--- Items ---

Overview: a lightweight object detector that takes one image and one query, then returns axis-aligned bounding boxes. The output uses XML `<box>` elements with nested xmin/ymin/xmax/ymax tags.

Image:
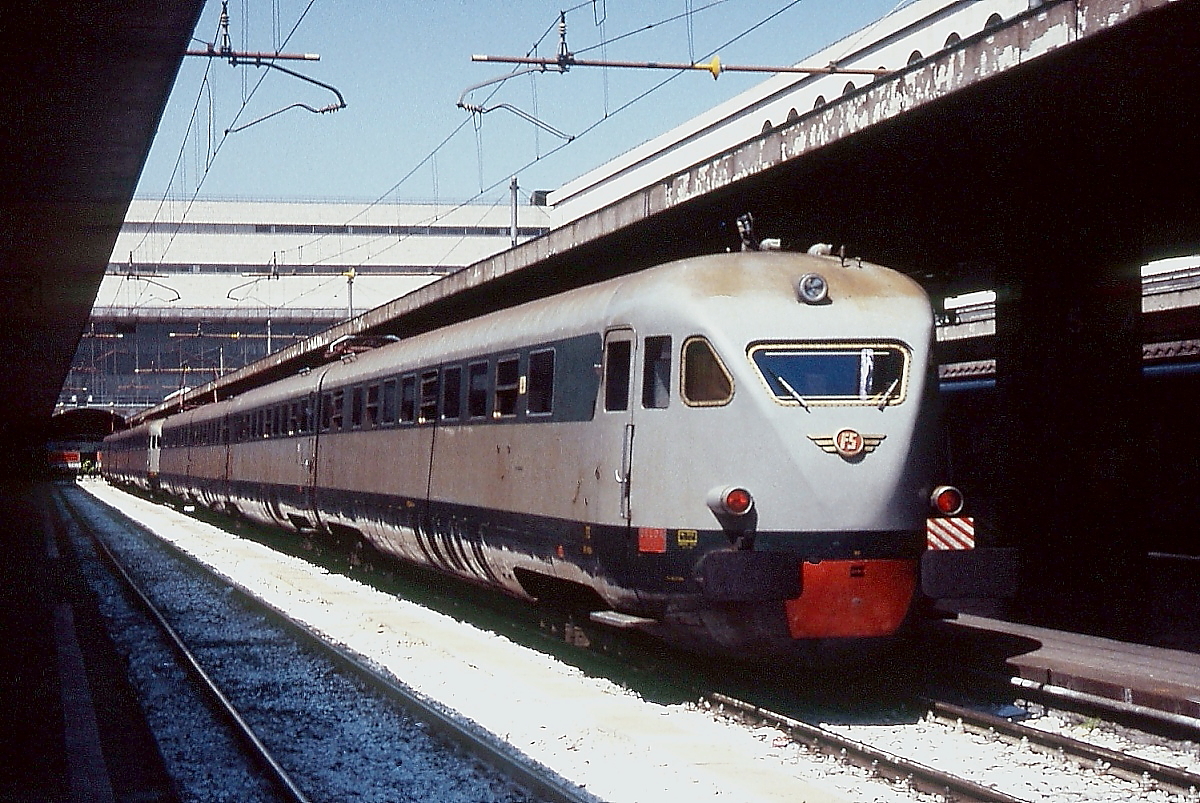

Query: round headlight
<box><xmin>929</xmin><ymin>485</ymin><xmax>964</xmax><ymax>516</ymax></box>
<box><xmin>704</xmin><ymin>485</ymin><xmax>754</xmax><ymax>516</ymax></box>
<box><xmin>796</xmin><ymin>274</ymin><xmax>829</xmax><ymax>304</ymax></box>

---

**Task to complete:** Pick out each line of the data above that contains the string "ymax". Case counts when matching.

**Exercise result:**
Overview: a lightweight object detector that takes one image and one query, then returns axis-aligned bounding boxes. The output uses XML `<box>` elements with nested xmin/ymin/xmax/ymax tags.
<box><xmin>929</xmin><ymin>485</ymin><xmax>964</xmax><ymax>516</ymax></box>
<box><xmin>704</xmin><ymin>485</ymin><xmax>754</xmax><ymax>516</ymax></box>
<box><xmin>796</xmin><ymin>274</ymin><xmax>829</xmax><ymax>304</ymax></box>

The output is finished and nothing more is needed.